Directions - Print, exactly as they stand, the lines from the start of the listing to the line containing "positive clicks: (1071, 1596)", inclusive.

Material to process -
----------------------------------------

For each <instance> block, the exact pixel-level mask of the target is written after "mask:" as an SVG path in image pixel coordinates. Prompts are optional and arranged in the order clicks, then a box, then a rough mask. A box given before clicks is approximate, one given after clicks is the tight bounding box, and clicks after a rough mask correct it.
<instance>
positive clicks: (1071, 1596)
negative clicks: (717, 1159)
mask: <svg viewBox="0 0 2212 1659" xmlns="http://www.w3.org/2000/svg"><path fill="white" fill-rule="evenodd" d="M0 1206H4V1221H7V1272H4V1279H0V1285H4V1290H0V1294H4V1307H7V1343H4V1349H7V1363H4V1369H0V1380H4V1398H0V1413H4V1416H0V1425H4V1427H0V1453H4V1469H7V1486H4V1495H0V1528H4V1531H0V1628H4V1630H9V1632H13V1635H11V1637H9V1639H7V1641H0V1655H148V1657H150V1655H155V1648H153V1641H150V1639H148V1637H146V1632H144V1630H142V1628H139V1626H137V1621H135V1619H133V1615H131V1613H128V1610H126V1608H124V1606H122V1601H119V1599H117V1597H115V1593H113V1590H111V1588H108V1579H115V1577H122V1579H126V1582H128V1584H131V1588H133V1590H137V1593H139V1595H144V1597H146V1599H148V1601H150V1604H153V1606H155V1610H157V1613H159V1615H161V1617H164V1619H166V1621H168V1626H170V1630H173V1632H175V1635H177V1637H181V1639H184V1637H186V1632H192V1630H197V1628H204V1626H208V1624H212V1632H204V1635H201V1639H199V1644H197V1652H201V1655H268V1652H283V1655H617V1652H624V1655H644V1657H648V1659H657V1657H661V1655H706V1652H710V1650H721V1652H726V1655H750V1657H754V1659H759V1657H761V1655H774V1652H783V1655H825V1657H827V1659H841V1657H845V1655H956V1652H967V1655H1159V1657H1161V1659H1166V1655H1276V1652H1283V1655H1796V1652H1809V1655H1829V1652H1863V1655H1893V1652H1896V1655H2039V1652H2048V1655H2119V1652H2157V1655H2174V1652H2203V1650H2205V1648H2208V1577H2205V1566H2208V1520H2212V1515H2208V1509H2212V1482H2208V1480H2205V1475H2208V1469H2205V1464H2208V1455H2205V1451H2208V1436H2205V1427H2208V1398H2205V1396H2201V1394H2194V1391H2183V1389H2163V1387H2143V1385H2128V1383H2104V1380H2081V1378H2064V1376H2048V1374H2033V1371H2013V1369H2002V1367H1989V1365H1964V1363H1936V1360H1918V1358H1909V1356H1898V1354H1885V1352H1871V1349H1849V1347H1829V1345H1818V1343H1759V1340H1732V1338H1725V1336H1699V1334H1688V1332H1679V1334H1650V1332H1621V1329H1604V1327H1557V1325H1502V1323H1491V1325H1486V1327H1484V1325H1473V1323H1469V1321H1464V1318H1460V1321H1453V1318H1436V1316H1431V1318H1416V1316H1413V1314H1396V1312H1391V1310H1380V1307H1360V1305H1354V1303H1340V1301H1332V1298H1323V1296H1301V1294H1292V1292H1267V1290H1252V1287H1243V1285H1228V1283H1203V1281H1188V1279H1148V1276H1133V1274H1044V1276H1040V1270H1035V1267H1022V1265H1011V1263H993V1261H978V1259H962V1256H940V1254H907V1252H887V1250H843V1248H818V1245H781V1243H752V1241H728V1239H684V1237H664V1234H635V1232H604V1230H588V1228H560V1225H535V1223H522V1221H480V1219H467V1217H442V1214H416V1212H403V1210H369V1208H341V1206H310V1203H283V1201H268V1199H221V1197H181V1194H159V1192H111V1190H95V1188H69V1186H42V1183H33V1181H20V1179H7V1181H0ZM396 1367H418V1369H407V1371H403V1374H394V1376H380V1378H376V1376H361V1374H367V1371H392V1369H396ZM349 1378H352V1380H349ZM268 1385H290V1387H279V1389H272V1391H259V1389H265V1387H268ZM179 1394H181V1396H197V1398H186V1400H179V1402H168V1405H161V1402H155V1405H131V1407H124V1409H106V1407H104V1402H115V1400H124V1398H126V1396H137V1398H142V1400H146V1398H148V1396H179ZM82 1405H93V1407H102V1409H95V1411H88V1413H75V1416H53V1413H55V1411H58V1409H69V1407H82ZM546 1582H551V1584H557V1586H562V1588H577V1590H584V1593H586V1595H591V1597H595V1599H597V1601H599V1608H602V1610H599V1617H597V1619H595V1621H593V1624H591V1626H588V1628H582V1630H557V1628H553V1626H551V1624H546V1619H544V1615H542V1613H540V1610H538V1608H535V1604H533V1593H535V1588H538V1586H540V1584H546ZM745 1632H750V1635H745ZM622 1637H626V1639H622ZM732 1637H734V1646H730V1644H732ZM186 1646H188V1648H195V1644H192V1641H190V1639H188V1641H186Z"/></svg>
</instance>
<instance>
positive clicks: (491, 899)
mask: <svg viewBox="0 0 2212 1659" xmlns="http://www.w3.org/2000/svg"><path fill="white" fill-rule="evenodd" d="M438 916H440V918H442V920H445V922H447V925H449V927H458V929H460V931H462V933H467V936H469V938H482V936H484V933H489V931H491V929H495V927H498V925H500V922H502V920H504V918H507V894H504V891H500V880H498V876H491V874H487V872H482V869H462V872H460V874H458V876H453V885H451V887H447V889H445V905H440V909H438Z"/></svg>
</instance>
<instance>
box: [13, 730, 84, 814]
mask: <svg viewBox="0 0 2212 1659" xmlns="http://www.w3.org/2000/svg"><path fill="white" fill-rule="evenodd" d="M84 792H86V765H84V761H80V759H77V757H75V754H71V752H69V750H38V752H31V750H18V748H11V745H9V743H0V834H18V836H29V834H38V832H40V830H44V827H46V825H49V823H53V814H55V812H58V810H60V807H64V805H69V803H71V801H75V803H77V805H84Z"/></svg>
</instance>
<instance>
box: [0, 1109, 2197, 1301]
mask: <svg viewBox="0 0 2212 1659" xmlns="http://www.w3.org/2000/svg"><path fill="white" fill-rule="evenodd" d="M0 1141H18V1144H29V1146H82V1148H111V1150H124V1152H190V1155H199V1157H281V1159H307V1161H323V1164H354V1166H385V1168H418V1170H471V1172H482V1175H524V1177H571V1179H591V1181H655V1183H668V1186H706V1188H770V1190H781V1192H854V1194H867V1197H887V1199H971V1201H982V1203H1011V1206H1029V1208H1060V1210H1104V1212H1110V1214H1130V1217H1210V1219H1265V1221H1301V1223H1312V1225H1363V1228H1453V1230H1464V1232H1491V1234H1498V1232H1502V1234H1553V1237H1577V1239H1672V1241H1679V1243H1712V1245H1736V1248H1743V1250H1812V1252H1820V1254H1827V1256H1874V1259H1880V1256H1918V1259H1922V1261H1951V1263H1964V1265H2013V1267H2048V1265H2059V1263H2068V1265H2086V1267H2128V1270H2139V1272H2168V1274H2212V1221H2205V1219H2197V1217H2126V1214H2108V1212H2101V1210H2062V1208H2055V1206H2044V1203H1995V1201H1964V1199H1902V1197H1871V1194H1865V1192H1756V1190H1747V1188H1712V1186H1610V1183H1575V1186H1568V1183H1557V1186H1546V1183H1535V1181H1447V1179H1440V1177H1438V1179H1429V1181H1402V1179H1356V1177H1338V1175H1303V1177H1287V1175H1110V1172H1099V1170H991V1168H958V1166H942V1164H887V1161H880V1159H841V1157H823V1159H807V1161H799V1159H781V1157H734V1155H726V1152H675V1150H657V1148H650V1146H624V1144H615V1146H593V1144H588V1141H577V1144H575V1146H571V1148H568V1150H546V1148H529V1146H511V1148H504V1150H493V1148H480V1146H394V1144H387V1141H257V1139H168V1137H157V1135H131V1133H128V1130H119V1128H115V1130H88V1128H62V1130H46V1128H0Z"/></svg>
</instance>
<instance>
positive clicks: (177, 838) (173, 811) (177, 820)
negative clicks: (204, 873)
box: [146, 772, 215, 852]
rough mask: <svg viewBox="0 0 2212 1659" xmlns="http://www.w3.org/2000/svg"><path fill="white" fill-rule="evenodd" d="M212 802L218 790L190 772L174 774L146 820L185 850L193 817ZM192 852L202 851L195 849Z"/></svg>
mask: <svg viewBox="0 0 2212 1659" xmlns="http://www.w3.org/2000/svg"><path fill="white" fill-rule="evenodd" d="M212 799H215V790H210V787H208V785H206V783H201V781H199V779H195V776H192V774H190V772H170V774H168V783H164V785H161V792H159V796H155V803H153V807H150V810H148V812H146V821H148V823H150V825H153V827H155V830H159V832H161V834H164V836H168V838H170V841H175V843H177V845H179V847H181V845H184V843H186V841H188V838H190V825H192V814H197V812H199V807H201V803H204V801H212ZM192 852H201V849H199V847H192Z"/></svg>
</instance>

----------------------------------------

Worked solution -
For each <instance> block, the exact pixel-level mask of the target is written after "mask:" as an SVG path in image pixel coordinates. Prompts are optional and arranged in the order clicks, then a box, then a rough mask. A box given before clicks is approximate, one given after clicks is the tight bounding box, and clicks after a rough mask correct it.
<instance>
positive clicks: (1071, 1596)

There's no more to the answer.